Pictures aside, repeat all the entries below exactly as they appear.
═══ STUDY MATERIAL ═══
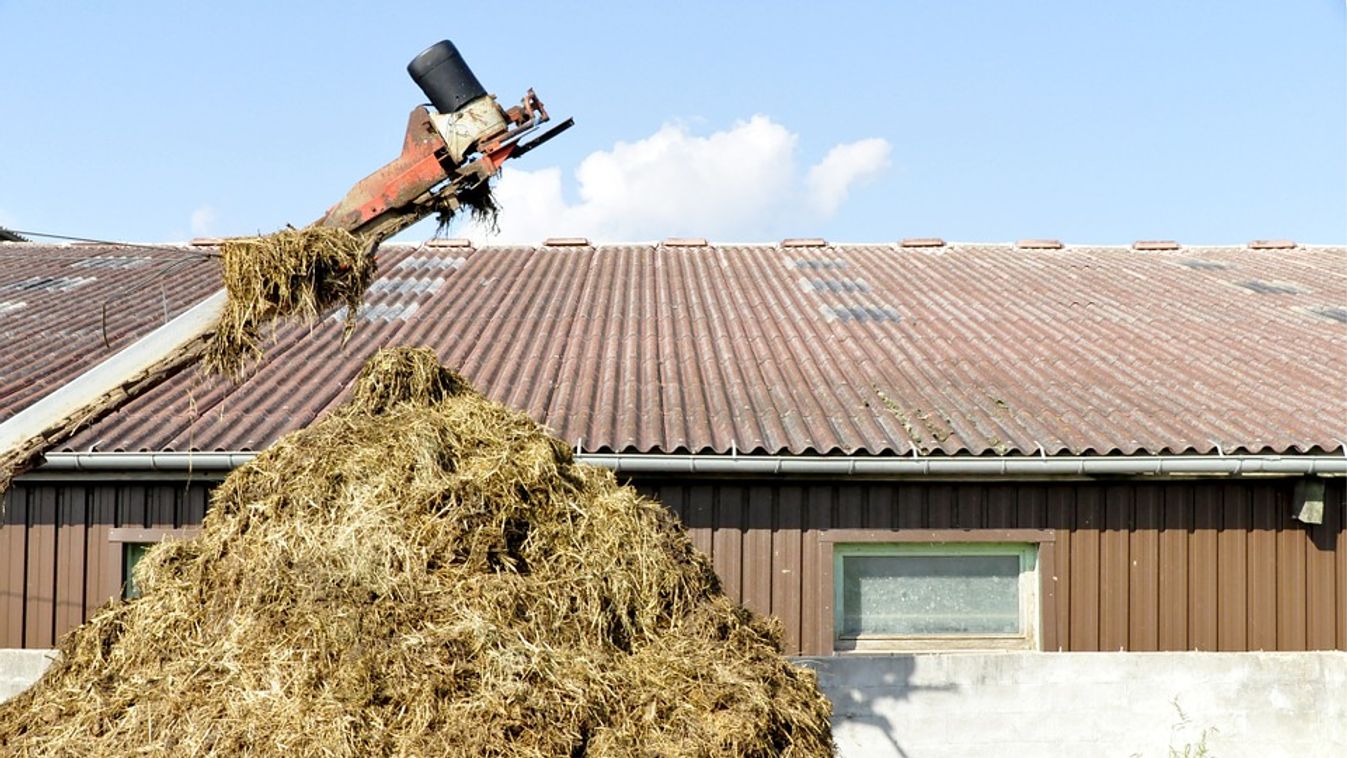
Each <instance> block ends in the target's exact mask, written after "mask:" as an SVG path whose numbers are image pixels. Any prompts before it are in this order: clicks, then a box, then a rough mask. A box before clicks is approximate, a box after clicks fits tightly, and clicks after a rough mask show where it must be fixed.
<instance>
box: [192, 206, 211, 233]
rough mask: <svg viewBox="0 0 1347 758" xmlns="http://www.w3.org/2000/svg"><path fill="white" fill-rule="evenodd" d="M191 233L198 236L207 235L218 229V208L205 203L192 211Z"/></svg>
mask: <svg viewBox="0 0 1347 758" xmlns="http://www.w3.org/2000/svg"><path fill="white" fill-rule="evenodd" d="M190 226H191V233H193V234H197V236H198V237H205V236H206V234H210V233H211V232H213V230H214V229H216V209H213V207H210V206H209V205H203V206H201V207H198V209H197V210H194V211H191V223H190Z"/></svg>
═══
→ **ANSWER BOX**
Each <instance> block ends in the target's exact mask, written after "mask:" as an SVG path whose numbers are image pixels. Any prompts before it are in this order: clicks, then a box, then a rough mask. A box before clicks is approximate, a box after clicks fits tightly, and clicks after a rough mask show where it must be fixed.
<instance>
box: [192, 206, 211, 233]
rough mask: <svg viewBox="0 0 1347 758" xmlns="http://www.w3.org/2000/svg"><path fill="white" fill-rule="evenodd" d="M191 233L198 236L207 235L218 229V208L205 203L192 211Z"/></svg>
mask: <svg viewBox="0 0 1347 758" xmlns="http://www.w3.org/2000/svg"><path fill="white" fill-rule="evenodd" d="M190 226H191V233H193V234H197V236H198V237H205V236H206V234H210V233H211V232H213V230H214V229H216V209H213V207H210V206H209V205H203V206H201V207H198V209H197V210H194V211H191V223H190Z"/></svg>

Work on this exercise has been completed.